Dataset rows
:::
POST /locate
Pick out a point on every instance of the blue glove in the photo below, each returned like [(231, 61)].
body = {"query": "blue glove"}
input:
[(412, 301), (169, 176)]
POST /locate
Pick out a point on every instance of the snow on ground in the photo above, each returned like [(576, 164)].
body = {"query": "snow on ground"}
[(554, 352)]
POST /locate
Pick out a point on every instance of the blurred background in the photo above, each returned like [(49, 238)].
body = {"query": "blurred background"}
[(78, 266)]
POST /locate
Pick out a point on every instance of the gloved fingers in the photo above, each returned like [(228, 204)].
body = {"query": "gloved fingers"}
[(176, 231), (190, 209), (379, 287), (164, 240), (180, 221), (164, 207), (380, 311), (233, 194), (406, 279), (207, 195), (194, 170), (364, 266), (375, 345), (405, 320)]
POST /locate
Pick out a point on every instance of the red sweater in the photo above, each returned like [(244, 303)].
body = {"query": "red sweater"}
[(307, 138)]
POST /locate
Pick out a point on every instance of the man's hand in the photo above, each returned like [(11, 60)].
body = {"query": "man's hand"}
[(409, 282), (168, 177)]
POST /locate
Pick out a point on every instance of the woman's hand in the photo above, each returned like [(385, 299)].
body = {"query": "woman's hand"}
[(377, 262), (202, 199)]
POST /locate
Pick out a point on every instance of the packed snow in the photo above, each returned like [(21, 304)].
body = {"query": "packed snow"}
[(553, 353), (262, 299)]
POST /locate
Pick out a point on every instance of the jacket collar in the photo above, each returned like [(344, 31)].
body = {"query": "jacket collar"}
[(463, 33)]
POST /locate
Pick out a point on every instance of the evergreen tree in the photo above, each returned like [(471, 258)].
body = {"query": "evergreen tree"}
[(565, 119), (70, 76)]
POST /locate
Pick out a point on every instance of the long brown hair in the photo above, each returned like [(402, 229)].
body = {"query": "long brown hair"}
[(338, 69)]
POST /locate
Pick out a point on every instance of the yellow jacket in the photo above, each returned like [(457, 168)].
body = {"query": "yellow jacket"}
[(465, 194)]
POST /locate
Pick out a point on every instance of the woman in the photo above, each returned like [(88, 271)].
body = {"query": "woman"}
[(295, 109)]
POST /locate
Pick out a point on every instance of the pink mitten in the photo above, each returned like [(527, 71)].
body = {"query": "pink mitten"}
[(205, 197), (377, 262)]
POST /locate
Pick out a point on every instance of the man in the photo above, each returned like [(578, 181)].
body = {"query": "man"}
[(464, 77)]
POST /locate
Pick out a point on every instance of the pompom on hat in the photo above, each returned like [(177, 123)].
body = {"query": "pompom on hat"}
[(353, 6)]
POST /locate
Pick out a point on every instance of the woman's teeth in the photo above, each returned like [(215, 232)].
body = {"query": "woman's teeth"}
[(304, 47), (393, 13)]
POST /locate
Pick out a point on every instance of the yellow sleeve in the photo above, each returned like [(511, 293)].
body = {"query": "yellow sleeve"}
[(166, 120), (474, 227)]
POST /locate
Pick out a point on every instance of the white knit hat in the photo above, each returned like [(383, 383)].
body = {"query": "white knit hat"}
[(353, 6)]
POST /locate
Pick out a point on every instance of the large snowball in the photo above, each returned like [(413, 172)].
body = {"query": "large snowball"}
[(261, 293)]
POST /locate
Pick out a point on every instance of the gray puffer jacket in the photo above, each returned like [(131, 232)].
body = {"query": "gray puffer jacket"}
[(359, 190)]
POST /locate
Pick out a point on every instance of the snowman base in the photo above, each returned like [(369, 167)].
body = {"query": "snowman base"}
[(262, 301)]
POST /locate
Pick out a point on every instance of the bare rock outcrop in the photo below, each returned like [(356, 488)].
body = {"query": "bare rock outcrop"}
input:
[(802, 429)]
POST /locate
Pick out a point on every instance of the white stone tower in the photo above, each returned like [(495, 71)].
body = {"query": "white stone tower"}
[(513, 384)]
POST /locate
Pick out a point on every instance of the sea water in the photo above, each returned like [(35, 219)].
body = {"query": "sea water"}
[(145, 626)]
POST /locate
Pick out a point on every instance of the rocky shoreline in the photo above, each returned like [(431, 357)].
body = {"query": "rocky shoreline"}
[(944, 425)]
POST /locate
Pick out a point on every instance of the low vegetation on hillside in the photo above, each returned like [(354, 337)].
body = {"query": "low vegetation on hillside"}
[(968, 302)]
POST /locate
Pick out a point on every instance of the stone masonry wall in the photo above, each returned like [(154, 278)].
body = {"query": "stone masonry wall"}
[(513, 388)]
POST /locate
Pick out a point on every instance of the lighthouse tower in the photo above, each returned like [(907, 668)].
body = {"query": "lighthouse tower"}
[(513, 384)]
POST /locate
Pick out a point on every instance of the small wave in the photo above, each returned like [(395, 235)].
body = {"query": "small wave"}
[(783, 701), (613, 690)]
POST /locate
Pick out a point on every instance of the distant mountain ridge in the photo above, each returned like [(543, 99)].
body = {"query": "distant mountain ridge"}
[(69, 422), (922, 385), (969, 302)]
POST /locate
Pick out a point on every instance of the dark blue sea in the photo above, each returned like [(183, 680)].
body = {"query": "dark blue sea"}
:::
All of the data shown above must be copied exactly.

POST /locate
Pick out a point on every instance of the blue glove in the photo below, each returned like [(231, 61)].
body = {"query": "blue glove"}
input:
[(412, 301), (169, 176)]
POST /locate
Pick out a point on every instance of the snow on ground in the photo above, each returned like [(576, 164)].
body = {"query": "snow on ground"}
[(554, 352)]
POST /locate
Pick out a point on every instance of the blurred background in the photo above, each returned like [(49, 238)].
body = {"query": "blurred background"}
[(78, 266)]
POST /locate
Pick out a point on every instance of the gloved fingers in the photo above, each returned like [(228, 204)].
body = {"query": "gloved fingers"}
[(176, 231), (190, 209), (379, 287), (164, 240), (180, 221), (164, 207), (380, 311), (233, 194), (406, 279), (207, 195), (194, 170), (364, 266), (375, 345), (405, 320)]
POST /locate
Pick out a point on every instance of the red sweater in the photo above, each returned like [(244, 303)].
body = {"query": "red sweater"}
[(307, 138)]
POST /locate
Pick out a point on every instance of the man's hand in the photo above, each returned like [(11, 60)].
body = {"query": "man's hand"}
[(409, 282), (168, 177)]
POST /locate
Pick out a point on every instance of the woman's hand in the photo above, each returned like [(385, 299)].
body = {"query": "woman's hand"}
[(377, 262), (202, 199)]
POST /locate
Pick out a point on every instance of the packed snow in the photo above, each returned like [(21, 304)].
body = {"query": "packed snow"}
[(553, 353), (262, 299)]
POST /locate
Pick out a point on every instance of the jacket collar in the photo above, each returned like [(344, 31)].
body = {"query": "jacket collar"}
[(463, 33)]
POST /locate
Pick out a point on every instance of the evergreen tree in the photo above, each returned like [(471, 258)].
body = {"query": "evergreen tree"}
[(565, 119), (70, 76)]
POST /locate
Pick out a point on every instance of the long brown hair in the photo above, each returned like [(402, 229)].
body = {"query": "long brown hair"}
[(338, 69)]
POST /locate
Pick out a point on every instance of the yellow jacket in the photo above, each returned like [(457, 168)].
body = {"query": "yellow jacket"}
[(465, 194)]
POST /locate
Pick out a point on every instance of the woman in the photo above, each returned like [(88, 271)].
body = {"query": "woman"}
[(295, 109)]
POST /locate
Pick out a point on every instance of the pink mitten in the photo above, each returned like [(527, 71)].
body = {"query": "pink mitten"}
[(205, 197), (377, 262)]
POST /locate
Pick out a point on every instance of the man in the photo above, each returned like [(578, 181)].
body = {"query": "man"}
[(464, 77)]
POST /locate
Pick out a point on every instance of the pompom on hat in the photo above, each returned like [(177, 123)].
body = {"query": "pompom on hat"}
[(353, 6)]
POST /locate
Pick out a point on every instance of the woman's teeth in the photo above, each returned like [(215, 232)].
body = {"query": "woman's teeth"}
[(304, 47), (393, 13)]
POST /locate
Pick out a point on every instance of the yellow sleeve in the photo above, each returned like [(511, 293)].
body = {"query": "yellow sleeve"}
[(166, 120), (474, 227)]
POST /locate
Pick out a point on every instance of the white knit hat in the photo above, each returned like [(383, 383)].
body = {"query": "white knit hat"}
[(353, 6)]
POST /locate
Pick out a point on every instance of the large snowball in the photo above, each returned like [(413, 172)].
body = {"query": "large snowball"}
[(261, 293)]
POST /locate
Pick out a point on every instance of the gray puffer jacket in the photo above, each returned like [(131, 232)].
body = {"query": "gray puffer jacket"}
[(359, 190)]
POST /locate
Pick out a point on every instance of the snowman base in the photo above, each returned like [(369, 167)].
body = {"query": "snowman base"}
[(262, 301)]
POST /locate
Pick out a point on every instance of the bare rock outcrop in the photo below, each returned like [(356, 488)].
body = {"query": "bare rock outcrop"}
input:
[(802, 429)]
POST /locate
Pick out a point on every instance of the white stone tower in the photo above, each returned like [(495, 71)].
body = {"query": "white stone tower"}
[(513, 384)]
POST /locate
Pick out a point on every instance of the sea water in the photo above, each returned like [(35, 219)].
body = {"query": "sea water"}
[(145, 626)]
POST /locate
Pick out a point on every instance of the rocky shoreline in the photo above, each returned like [(431, 357)].
body = {"query": "rocky shoreline"}
[(944, 425)]
POST /locate
Pick out a point on every instance of the low vegetation on hillside in the photo above, each returned like [(354, 337)].
body = {"query": "low vegetation on hillside"}
[(968, 302)]
POST /locate
Pick out a point on every instance of the stone masonry wall in the photo above, each returned like [(154, 278)].
body = {"query": "stone masonry wall"}
[(513, 388)]
POST /locate
Pick out a point on every instance of the lighthouse tower in the photo above, each returned like [(907, 668)].
body = {"query": "lighthouse tower"}
[(513, 384)]
POST /locate
Pick out a point on every instance of the small wave in the photo above, each returned like [(395, 235)].
body = {"query": "small wave"}
[(783, 701), (613, 690)]
POST /locate
Pick out a point on every instance of the distant mountain ridge in the photo above, each returned like [(543, 99)].
body = {"query": "distant mountain ridge"}
[(69, 422), (922, 385), (969, 302)]
POST /locate
Pick out a point on every instance of the dark blue sea in the photo above, each returned like [(183, 680)].
body = {"query": "dark blue sea"}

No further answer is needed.